"""

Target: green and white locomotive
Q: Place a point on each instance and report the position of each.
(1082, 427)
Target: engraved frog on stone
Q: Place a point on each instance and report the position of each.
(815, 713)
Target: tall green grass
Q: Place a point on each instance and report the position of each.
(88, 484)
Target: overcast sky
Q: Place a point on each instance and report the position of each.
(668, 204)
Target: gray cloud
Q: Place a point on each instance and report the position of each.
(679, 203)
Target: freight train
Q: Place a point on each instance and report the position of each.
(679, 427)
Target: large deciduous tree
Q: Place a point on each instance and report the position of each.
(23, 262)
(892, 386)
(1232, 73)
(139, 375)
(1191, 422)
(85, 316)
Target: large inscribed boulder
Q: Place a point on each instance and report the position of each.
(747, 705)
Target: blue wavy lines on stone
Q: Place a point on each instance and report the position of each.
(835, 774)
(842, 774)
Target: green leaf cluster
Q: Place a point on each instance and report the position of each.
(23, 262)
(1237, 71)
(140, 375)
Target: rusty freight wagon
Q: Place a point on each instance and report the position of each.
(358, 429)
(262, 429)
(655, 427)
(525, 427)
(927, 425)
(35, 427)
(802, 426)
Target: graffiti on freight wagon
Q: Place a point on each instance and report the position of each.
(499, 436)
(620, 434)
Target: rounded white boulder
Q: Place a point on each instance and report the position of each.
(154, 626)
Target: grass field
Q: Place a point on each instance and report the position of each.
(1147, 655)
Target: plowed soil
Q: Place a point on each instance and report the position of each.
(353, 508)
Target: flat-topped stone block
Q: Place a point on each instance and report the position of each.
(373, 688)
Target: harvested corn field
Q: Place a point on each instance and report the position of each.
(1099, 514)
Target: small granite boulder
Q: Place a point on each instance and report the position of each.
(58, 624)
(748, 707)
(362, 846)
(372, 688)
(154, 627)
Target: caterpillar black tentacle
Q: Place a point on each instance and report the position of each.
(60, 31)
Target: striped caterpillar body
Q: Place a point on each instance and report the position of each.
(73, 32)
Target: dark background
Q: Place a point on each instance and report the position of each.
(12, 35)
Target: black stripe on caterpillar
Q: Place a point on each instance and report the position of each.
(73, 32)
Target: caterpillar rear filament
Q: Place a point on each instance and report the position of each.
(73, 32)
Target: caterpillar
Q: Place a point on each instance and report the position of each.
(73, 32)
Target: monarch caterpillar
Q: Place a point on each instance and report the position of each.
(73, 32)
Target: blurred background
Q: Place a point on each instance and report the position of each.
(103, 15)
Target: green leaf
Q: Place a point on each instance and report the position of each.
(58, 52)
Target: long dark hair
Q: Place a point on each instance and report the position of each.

"""
"""

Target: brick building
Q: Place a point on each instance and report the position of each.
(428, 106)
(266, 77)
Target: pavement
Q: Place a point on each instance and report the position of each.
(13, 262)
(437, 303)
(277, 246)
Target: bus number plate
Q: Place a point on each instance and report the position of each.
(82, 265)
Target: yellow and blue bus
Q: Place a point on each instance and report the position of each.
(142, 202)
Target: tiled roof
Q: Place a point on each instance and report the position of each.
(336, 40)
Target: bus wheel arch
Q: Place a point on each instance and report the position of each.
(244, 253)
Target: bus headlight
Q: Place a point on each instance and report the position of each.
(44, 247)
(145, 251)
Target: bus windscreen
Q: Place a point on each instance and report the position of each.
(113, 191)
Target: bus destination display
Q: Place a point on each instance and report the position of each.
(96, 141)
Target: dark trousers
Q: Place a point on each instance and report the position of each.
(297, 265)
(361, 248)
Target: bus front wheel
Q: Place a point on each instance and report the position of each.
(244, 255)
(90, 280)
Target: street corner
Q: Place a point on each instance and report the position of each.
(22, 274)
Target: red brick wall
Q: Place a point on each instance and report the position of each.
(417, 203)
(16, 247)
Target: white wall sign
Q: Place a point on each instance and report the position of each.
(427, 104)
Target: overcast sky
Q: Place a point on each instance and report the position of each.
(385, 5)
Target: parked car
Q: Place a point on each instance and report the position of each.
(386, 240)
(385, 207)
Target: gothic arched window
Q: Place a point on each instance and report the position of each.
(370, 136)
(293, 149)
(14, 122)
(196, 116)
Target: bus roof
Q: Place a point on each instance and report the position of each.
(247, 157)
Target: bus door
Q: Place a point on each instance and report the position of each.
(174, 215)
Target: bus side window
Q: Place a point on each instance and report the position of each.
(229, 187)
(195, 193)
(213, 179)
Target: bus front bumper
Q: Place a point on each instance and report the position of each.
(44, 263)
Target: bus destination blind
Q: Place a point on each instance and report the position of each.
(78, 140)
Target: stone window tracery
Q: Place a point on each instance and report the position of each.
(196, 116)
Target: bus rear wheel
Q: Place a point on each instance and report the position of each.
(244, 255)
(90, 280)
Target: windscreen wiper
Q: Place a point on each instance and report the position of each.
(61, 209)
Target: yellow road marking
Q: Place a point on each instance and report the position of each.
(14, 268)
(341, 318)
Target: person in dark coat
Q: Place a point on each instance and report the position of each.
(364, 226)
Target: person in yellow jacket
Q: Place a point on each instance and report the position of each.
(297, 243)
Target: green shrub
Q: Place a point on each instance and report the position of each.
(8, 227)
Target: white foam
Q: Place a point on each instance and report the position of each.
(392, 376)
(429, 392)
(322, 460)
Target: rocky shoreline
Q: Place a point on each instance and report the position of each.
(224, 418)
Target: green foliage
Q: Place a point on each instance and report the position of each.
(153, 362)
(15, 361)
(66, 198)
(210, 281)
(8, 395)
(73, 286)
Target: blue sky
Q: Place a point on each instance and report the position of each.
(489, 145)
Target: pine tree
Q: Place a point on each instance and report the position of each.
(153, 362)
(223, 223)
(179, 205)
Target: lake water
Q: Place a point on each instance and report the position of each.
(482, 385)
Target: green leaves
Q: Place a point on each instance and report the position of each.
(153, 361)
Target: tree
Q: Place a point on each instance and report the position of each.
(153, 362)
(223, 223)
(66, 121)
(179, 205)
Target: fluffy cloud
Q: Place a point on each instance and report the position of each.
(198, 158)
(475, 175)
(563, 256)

"""

**Your task**
Across the preceding records, count the lines with the word "background" in them and give that figure alone.

**Written answer**
2